• _GIVEN INSTRUCTION_
Rewrite the data from the line containing "Where can the pond" through the line containing "point(170, 131)", changing "pin" to "marker" and leaving everything else unchanged. Leave the pictures out of your answer.

• _LISTED RECORDS_
● ● ● ●
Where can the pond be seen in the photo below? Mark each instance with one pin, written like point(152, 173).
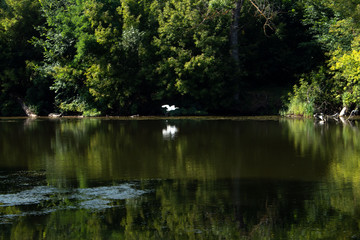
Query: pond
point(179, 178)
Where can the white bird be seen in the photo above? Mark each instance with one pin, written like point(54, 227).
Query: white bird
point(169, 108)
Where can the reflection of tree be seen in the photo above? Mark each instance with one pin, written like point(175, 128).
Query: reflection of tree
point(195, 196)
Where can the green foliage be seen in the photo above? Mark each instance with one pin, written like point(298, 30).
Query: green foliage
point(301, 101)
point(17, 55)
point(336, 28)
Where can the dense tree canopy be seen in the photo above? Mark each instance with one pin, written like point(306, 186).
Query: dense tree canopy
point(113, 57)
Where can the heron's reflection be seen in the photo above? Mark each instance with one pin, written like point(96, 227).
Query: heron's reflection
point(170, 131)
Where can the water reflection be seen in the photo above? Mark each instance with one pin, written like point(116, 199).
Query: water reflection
● ● ● ●
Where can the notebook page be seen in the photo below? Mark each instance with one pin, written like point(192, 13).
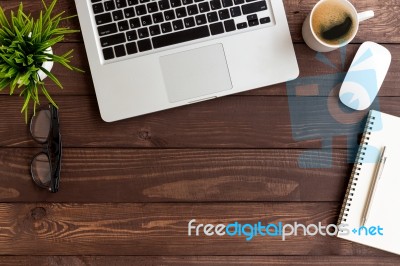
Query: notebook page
● ● ● ●
• _TASK SOLUTION_
Where can the pond be seen in the photo below? Mark each instance with one marker, written like point(152, 173).
Query: pond
point(179, 178)
Where can the white bird be seen in the photo above? Mark each instance with one marker, written like point(54, 227).
Query: white bird
point(169, 108)
Where can the reflection of tree be seen in the photo above? Mark each instance with one marker, written like point(175, 128).
Query: reflection of tree
point(195, 196)
Where can the green foliage be seen in the photo above? Mark each instance with one marker, written like point(298, 30).
Query: green foliage
point(301, 101)
point(17, 55)
point(336, 28)
Where can the dense tree canopy be seen in the photo above? Mark each instance with one marker, written like point(306, 186).
Query: dense tree canopy
point(113, 57)
Where can the heron's reflection be seen in the photo above? Mark each instance with one marker, written like point(96, 227).
Query: heron's reflection
point(170, 131)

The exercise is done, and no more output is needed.